Written exercise a: Substitute "evaluation" for "benchmark" in the entries, from the start of the entries to the line with "point(328, 10)", and write those lines out again with nothing else changed.

Passage provided:
──────

Japan is now an additional factor in seaborne coal demand.  The damage to nuclear plants in Japan as a result of the earthquake has caused the indefinite shutdown of roughly 7 GW of electricity generation.  An additional 6 GW of coal-fired generation is already planned to come on line between 2011 and 2020, and it is likely that previously shuttered coal plants will be reinstated to replace the lost generation from nuclear power.   Supply constraints will add further pressure to the seaborne markets.  The Southeast Asian countries of Indonesia, Thailand, Vietnam and Malaysia are constructing 35 GW of new coal-fired power generating capacity, and this will redirect more of their seaborne capacity to domestic consumption.

──────

Information shown:
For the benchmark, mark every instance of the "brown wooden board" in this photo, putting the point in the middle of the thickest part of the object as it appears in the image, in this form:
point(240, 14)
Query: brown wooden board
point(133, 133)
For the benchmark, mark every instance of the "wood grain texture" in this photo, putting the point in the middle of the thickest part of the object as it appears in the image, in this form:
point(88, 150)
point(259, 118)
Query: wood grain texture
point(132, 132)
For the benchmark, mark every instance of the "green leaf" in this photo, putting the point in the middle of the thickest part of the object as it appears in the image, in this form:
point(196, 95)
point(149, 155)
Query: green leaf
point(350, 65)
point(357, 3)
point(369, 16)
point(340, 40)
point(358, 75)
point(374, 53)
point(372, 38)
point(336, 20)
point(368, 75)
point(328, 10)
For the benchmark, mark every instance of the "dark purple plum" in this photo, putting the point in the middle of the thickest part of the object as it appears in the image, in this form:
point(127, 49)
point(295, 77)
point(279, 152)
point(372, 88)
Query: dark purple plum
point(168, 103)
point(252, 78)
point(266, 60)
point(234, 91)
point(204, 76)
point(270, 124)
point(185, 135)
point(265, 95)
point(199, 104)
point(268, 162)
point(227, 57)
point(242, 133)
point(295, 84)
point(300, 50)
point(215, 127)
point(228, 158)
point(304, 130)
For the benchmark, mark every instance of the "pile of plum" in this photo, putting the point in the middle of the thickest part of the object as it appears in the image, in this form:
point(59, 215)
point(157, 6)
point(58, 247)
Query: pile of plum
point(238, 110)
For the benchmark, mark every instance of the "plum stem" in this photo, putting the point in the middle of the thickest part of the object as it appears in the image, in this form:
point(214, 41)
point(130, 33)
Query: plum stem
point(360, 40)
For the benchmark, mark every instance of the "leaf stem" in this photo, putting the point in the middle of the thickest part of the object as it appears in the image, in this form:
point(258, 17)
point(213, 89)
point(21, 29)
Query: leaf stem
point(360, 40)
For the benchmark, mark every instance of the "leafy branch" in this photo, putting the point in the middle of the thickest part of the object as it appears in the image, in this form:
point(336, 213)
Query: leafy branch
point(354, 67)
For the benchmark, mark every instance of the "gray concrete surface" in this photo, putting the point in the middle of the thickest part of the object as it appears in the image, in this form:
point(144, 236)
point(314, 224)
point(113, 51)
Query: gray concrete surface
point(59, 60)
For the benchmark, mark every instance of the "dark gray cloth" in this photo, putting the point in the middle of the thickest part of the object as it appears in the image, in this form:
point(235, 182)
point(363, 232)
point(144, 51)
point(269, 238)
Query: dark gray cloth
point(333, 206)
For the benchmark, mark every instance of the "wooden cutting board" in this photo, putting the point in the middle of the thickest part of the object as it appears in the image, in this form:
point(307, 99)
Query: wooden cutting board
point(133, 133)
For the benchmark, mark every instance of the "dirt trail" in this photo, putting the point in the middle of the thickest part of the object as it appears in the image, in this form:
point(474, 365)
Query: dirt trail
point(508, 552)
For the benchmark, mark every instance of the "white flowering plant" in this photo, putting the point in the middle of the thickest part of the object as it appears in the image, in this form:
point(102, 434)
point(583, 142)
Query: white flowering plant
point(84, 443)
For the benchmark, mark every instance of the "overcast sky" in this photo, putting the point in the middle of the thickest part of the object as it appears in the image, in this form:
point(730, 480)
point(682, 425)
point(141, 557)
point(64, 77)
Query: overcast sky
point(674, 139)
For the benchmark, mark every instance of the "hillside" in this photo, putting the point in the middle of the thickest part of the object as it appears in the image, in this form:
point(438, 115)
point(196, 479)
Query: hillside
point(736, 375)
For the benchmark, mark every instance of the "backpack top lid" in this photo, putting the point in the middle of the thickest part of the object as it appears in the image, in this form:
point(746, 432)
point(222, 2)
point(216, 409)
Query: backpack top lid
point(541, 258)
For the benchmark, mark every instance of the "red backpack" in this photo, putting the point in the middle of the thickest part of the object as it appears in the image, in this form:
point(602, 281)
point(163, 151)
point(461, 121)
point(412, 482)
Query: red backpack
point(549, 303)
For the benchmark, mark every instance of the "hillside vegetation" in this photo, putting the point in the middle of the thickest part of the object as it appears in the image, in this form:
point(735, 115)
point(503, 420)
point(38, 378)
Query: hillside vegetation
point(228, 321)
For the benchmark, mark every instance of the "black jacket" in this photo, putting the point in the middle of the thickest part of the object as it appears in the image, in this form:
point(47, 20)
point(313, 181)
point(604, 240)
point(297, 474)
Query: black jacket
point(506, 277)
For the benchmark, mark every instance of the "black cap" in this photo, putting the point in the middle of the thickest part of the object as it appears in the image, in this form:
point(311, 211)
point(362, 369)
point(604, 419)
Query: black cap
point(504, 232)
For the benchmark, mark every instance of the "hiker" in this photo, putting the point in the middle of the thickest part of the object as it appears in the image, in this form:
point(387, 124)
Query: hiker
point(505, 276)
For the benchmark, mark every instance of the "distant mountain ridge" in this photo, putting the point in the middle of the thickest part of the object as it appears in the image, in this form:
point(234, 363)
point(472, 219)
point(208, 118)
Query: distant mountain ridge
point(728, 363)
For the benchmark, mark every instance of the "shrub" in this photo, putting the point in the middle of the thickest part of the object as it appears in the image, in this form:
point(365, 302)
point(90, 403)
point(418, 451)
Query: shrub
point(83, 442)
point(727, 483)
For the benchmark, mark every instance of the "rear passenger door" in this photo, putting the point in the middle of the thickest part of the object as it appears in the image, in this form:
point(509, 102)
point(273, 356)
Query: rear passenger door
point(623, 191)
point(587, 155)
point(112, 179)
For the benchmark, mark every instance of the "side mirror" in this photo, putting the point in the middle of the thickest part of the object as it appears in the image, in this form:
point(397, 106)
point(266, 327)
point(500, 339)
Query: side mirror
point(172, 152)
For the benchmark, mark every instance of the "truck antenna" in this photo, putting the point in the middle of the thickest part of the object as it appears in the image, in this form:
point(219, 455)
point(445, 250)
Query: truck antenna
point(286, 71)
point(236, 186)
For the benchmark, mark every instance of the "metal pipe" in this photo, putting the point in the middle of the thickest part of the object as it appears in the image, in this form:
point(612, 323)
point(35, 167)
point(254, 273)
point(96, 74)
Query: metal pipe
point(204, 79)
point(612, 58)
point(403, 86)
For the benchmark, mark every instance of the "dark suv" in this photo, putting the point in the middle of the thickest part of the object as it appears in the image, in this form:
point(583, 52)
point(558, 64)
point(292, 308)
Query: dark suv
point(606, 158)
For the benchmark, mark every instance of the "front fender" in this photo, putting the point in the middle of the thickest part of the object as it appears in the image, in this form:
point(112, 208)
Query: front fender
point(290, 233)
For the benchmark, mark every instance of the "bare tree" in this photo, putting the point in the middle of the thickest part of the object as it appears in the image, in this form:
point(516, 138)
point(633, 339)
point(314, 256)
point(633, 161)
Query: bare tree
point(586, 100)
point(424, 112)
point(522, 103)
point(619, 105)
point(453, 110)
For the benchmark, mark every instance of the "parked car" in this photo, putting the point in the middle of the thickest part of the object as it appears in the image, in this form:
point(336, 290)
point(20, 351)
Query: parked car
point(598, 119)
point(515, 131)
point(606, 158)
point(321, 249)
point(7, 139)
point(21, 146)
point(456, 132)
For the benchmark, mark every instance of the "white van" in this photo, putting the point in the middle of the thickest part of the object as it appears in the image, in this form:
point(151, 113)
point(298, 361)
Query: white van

──────

Written exercise b: In the passage on seaborne coal demand, how much new coal-fired power generating capacity are Indonesia, Thailand, Vietnam and Malaysia constructing?

Correct output a:
For the evaluation, mark every instance of the "brown wooden board" in this photo, putting the point in the middle of the thickest part of the object as it appears in the image, in this form:
point(240, 14)
Query: brown wooden board
point(133, 133)
For the evaluation, mark every instance of the "wood grain texture" in this photo, putting the point in the middle of the thickest part of the object as it appears in the image, in this form:
point(88, 150)
point(259, 118)
Query: wood grain texture
point(132, 132)
For the evaluation, mark every instance of the "green leaf" in this photo, putting the point in the middle of the thickest part of the object as it appears in the image, in this form:
point(196, 95)
point(149, 155)
Query: green leaf
point(350, 65)
point(357, 3)
point(369, 16)
point(340, 40)
point(358, 75)
point(374, 53)
point(372, 38)
point(336, 20)
point(368, 75)
point(328, 10)

Correct output b: 35 GW